Aim of the exercise:
Copy the lines from the start down to and including the line with "<point>423,184</point>", and swap "frozen shoreline" for "icy shoreline" while leaving everything else unchanged.

Material shown:
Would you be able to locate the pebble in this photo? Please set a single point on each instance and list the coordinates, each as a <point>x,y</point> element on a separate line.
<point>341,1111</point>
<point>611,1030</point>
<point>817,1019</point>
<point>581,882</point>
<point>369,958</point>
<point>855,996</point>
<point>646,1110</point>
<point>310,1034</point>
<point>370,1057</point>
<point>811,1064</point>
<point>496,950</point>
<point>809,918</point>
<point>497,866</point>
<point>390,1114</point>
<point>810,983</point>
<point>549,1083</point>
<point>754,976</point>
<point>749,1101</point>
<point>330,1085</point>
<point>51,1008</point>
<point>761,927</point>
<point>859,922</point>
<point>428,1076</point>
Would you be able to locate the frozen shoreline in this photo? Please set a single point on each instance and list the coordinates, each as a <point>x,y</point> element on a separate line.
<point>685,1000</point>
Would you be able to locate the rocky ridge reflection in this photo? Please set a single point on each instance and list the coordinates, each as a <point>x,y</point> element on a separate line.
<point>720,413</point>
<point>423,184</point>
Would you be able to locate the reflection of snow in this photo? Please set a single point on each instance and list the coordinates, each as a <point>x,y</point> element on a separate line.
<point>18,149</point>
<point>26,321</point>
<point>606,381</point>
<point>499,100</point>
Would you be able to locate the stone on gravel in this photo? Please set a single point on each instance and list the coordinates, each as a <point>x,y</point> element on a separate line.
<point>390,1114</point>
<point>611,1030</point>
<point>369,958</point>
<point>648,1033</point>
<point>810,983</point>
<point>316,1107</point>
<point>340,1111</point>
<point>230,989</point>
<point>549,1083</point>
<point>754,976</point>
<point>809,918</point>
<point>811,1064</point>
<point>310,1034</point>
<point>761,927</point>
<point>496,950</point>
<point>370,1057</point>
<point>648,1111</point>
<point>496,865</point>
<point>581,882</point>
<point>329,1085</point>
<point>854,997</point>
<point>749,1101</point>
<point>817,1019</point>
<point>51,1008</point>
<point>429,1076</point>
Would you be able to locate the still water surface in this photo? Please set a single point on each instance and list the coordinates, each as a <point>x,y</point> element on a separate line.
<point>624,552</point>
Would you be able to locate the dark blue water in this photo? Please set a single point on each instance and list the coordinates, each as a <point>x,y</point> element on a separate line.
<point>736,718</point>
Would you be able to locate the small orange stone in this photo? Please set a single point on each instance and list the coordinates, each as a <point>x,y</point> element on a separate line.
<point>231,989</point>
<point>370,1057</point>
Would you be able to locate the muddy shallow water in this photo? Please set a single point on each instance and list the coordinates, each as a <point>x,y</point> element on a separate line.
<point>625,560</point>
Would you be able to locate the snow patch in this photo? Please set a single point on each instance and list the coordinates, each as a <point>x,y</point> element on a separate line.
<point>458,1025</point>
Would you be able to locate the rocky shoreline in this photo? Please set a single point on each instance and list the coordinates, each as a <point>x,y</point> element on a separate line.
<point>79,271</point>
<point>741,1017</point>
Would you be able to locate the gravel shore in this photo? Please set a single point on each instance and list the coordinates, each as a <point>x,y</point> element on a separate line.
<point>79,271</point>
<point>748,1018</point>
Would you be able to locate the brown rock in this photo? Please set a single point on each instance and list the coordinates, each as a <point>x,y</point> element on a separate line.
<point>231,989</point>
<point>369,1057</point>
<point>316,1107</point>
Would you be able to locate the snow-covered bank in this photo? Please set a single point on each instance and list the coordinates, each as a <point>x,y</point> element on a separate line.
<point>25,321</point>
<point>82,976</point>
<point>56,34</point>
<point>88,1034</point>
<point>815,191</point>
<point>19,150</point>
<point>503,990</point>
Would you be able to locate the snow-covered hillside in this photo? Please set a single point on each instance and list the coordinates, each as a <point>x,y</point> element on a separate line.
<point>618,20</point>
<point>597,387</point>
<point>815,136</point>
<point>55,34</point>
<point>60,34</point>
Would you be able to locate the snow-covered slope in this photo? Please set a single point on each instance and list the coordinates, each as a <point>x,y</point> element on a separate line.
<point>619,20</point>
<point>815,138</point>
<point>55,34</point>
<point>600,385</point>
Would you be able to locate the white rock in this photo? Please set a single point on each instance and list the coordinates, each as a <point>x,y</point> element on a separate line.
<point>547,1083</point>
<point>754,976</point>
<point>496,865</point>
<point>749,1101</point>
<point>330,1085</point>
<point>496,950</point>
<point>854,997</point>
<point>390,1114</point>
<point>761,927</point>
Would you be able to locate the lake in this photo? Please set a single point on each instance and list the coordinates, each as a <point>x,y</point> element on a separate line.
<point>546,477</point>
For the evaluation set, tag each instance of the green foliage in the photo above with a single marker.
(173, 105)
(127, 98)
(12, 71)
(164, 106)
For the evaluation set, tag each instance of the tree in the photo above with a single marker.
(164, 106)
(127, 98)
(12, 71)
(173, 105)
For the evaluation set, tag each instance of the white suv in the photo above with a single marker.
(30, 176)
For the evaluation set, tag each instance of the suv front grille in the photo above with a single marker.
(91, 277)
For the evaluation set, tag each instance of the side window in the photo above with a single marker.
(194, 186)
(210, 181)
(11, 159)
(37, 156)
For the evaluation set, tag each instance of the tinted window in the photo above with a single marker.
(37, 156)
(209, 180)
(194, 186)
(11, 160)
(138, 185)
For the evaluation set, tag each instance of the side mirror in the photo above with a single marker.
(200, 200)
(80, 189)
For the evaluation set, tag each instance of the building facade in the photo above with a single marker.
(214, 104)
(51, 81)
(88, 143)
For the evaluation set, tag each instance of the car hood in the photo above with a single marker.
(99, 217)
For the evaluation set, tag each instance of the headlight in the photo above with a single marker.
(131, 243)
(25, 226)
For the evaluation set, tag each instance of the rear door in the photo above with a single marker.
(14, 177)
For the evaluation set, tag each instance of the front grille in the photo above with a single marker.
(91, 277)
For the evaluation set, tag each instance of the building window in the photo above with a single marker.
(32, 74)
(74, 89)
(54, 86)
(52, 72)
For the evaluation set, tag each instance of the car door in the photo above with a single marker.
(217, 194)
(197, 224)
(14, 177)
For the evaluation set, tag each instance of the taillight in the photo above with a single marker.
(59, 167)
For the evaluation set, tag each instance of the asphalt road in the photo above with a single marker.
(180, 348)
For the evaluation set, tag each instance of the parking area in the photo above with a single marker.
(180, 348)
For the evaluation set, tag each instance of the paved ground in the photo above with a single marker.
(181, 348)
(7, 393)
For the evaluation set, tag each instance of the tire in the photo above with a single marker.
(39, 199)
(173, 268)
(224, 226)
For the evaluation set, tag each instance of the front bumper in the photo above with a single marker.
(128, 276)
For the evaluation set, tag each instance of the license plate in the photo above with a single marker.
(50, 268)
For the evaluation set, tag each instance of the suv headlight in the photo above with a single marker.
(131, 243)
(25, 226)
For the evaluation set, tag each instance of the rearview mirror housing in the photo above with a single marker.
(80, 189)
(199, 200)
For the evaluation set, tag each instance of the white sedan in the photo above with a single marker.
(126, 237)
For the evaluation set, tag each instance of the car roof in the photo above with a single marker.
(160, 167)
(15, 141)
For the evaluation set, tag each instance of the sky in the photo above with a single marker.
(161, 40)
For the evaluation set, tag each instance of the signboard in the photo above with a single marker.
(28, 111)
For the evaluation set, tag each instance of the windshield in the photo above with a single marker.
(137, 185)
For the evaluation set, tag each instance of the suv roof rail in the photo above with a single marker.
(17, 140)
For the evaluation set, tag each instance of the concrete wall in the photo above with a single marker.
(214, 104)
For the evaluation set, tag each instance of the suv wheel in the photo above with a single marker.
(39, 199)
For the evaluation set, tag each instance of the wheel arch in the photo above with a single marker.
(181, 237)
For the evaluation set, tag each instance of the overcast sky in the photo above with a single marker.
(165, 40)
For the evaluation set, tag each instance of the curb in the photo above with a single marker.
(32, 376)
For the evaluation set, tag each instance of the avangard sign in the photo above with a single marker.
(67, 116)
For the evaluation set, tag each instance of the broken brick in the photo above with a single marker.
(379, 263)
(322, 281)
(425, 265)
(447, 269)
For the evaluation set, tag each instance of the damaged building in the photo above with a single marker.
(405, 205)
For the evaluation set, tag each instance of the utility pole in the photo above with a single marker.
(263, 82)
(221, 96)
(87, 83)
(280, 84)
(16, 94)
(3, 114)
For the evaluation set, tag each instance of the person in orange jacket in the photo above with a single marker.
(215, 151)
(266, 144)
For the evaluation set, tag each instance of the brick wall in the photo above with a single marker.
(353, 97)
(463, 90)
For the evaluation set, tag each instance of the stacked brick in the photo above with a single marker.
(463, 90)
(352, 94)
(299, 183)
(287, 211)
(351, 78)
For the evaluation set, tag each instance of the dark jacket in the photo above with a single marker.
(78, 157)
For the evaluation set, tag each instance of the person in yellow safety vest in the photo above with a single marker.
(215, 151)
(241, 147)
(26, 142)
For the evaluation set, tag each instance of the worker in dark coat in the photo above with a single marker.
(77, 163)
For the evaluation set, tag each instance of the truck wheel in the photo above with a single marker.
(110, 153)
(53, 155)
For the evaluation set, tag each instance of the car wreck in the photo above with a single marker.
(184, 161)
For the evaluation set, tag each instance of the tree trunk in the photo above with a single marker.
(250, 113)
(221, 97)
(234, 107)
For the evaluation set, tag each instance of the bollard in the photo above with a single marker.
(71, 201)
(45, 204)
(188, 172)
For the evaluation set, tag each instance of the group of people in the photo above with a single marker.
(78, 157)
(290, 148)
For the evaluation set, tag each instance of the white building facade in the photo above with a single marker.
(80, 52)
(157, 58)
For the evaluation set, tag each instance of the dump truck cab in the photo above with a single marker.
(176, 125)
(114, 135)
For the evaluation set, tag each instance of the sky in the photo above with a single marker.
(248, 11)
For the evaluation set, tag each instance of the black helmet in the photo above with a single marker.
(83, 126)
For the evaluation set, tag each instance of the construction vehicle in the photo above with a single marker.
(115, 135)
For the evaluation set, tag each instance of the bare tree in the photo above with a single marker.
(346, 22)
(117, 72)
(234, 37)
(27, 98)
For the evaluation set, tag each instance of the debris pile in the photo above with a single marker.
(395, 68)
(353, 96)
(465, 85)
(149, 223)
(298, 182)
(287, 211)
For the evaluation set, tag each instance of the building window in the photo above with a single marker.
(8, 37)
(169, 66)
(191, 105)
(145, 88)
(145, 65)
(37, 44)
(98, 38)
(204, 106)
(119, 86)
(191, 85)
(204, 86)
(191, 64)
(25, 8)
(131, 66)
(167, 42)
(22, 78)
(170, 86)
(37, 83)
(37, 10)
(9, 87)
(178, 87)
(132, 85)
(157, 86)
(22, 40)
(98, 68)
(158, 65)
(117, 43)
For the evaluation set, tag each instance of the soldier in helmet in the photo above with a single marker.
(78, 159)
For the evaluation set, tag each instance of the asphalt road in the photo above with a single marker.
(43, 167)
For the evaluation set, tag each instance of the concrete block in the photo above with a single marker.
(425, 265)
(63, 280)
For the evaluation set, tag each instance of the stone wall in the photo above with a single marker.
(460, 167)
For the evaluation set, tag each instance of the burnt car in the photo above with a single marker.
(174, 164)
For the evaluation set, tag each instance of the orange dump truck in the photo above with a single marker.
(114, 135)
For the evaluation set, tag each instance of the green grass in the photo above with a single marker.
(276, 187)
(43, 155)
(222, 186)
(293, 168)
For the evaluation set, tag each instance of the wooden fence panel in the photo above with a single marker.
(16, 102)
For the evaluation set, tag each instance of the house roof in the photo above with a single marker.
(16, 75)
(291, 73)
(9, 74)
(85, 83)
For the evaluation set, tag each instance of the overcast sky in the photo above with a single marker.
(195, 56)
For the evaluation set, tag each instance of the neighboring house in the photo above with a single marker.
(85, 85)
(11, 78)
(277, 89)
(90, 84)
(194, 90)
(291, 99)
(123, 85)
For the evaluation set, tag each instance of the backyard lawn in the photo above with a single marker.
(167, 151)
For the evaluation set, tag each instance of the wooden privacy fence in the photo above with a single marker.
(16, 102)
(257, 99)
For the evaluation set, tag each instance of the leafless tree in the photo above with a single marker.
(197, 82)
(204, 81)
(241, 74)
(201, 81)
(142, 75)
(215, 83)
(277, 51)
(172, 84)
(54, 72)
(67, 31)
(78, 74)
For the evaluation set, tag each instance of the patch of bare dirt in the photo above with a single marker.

Solved exercise:
Would you be able to locate the pebble in this photo? Please set a single point on each instance and list the coordinates, each as a <point>x,y</point> element on a separate line.
<point>341,1111</point>
<point>611,1030</point>
<point>817,1019</point>
<point>581,882</point>
<point>369,958</point>
<point>855,996</point>
<point>646,1110</point>
<point>310,1034</point>
<point>370,1057</point>
<point>811,1064</point>
<point>496,950</point>
<point>809,918</point>
<point>497,866</point>
<point>390,1114</point>
<point>810,983</point>
<point>549,1083</point>
<point>754,976</point>
<point>749,1101</point>
<point>330,1085</point>
<point>51,1008</point>
<point>761,927</point>
<point>859,922</point>
<point>428,1076</point>
Would you be able to locate the icy shoreline in this photo? Please set a single point on each instance and list the coordinates, each as a <point>x,y</point> element on a separate line.
<point>685,1000</point>
Would you be able to locate the rocky ridge reflection in this photo? Please set a single point on each instance and list the coordinates, each as a <point>x,y</point> element on a separate line.
<point>720,413</point>
<point>423,184</point>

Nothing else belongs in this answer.